* _AIM OF THE EXERCISE_
Leave the pictures aside and give back every entry below word for word.
Start of Block
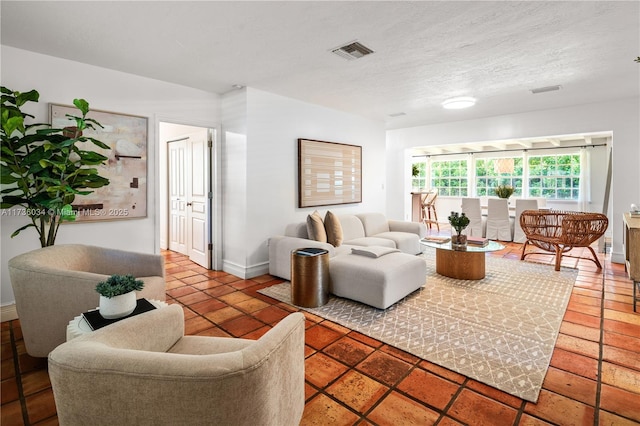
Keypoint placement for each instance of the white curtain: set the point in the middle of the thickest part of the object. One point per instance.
(584, 189)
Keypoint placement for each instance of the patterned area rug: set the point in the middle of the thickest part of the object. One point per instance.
(500, 330)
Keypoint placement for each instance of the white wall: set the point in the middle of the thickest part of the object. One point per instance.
(273, 125)
(620, 117)
(60, 81)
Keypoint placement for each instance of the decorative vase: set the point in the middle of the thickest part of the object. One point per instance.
(118, 306)
(459, 241)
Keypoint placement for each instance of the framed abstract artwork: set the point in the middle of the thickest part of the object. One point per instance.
(126, 168)
(328, 173)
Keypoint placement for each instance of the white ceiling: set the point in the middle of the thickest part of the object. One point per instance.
(425, 52)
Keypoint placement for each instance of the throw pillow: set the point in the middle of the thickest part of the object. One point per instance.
(334, 229)
(315, 227)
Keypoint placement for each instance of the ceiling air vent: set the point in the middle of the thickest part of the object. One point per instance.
(352, 51)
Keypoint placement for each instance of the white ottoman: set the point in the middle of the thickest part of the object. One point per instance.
(379, 282)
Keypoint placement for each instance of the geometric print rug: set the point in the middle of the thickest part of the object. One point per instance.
(500, 330)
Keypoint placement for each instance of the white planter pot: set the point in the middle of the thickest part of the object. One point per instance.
(118, 306)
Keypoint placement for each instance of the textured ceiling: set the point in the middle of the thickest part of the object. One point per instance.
(425, 52)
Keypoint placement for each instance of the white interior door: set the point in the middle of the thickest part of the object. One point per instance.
(199, 202)
(178, 196)
(189, 203)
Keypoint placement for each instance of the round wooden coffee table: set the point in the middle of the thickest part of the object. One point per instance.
(468, 264)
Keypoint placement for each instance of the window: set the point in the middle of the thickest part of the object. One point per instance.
(554, 176)
(419, 180)
(450, 177)
(491, 172)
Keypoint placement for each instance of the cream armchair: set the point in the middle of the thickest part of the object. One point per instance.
(53, 285)
(144, 371)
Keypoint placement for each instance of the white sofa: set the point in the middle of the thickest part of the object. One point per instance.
(388, 271)
(360, 230)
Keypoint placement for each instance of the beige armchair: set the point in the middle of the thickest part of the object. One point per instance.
(53, 285)
(144, 371)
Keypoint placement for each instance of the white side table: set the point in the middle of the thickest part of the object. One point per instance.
(79, 326)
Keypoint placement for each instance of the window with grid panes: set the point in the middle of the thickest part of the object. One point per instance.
(488, 176)
(419, 181)
(555, 177)
(449, 177)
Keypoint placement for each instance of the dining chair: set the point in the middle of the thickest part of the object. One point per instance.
(429, 215)
(522, 204)
(471, 208)
(498, 224)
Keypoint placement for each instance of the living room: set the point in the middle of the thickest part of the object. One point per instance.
(259, 167)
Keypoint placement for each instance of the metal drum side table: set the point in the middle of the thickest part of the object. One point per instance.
(309, 277)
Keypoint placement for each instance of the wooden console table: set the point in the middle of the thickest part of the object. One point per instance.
(631, 243)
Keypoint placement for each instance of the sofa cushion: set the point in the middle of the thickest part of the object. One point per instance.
(371, 241)
(373, 251)
(351, 227)
(334, 229)
(405, 241)
(379, 282)
(374, 223)
(315, 227)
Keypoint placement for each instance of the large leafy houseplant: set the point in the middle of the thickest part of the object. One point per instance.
(44, 168)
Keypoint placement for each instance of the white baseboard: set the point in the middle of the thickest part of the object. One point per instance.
(245, 272)
(8, 313)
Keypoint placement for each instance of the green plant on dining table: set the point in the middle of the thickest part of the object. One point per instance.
(458, 221)
(504, 191)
End of Block
* _EXERCISE SOLUTION_
Keypoint placement for each instance of the white curtain: set the point in the middle of the thickest part of the object. One point per instance.
(584, 189)
Keypoint placement for each instance of the patterned area rug: set the point in the middle of the thickest part of the object. One point per instance.
(500, 330)
Keypoint placement for each instance of the white wall: set the point in the middle of the thickest part of the object. One point per instance.
(273, 125)
(620, 117)
(60, 81)
Keypoint placement for each instance of the decorative vase: set the point in the middle of the thickest part of the object. One point per instance.
(118, 306)
(459, 241)
Keypoint placement for each instance of the framed abstract artwork: set the point in the middle of the thickest part of the object. One point per instance.
(126, 168)
(328, 173)
Keypoint placement for each instance of the white ceiling: set the point in the middle of the thickest part of the object. One point per instance.
(425, 52)
Keypoint placement for each instance of the throw pillow: set the point in the middle of the thickest part of the object. One point per instance.
(334, 229)
(315, 227)
Keypoint placement for each instance of the ceiling air vent: set the point in the middle of the thickest part of the object. One point per instance.
(352, 51)
Keypoint placement for each instance of the white ottoman: set the point in the middle of the thickest part of the object. One point per instance.
(379, 282)
Keypoint placement for each instance of the geometric print rug: set the point in the middle of the thickest part of the object. One point per instance.
(500, 330)
Keypoint placement for each instance of the white planter pot: set the point in the middle of the thickest part of the object. One point per instance.
(118, 306)
Keypoint placement for each instance of the textured ceiling: set the point in the middle of the thickest part of the object. One point per instance.
(425, 52)
Keypoint placement for each instance of the white interior door: set the point in the middle of the thickest part of the object. One point per instance.
(199, 202)
(178, 196)
(189, 203)
Keypoint placement for each instance of the round wooden coffee table: set the point in the middle of the thickest part of the object. One point per instance.
(468, 264)
Keypoint placement for each instance of the window: set the point in the middle of the thickest part of the object. One point per instance.
(554, 176)
(419, 180)
(450, 177)
(491, 172)
Keypoint placement for each instance of the cream armchair: set the point in the middle of the thickest part of the object. One point per instance.
(53, 285)
(144, 371)
Keypoint placement for each instance of the white sofa: set the point in the middle of the thickest part of the object. One point per instance.
(388, 271)
(360, 230)
Keypoint placement for each instance of the beige armchair: set the point in the middle of the thickest part of the object. One point per instance.
(53, 285)
(144, 371)
Keypoint placement for each instance of the white side table: set the point in the middle of the thickest part of the object. One point per instance.
(79, 326)
Keypoint placement for each instance of the window with grid panes: set the point in the middle of the thickest part of the object. One point per instance.
(488, 176)
(419, 181)
(555, 177)
(449, 177)
Keypoint placement for each instance of the dining chair: set the point in the middle of the thickest part of the object. One point per instance.
(429, 215)
(522, 204)
(471, 208)
(498, 224)
Keypoint placement for each instance of the living room: set the point in the middle of the thickest part of the object. One point per instance.
(259, 167)
Keypoint placement for each instance of the metal drum side table: set the point in the middle of the thickest part of the object. One point per instance.
(309, 277)
Keypoint placement for each instance of the wooden console table: set the point in the middle of the thickest part of the object. One point per instance.
(631, 243)
Keypoint placement for each instance of the sofa cushion: set the point in the middle of the thickest part of the object. One point per instance.
(371, 241)
(373, 251)
(351, 227)
(334, 229)
(405, 241)
(379, 282)
(374, 223)
(315, 227)
Keypoint placement for each instance of the large leafy houseplant: set the point in the middle of the thickest part of the object. One point per instance.
(44, 168)
Keypoint placement for each instance of the white baseboard: set the point in the middle of the thickest part of the object. One point per instance.
(245, 272)
(8, 313)
Keypoint placement for each instance of the green plant on dining table: set the point in the middle of the thickest part of the object. One point per instance.
(458, 221)
(504, 191)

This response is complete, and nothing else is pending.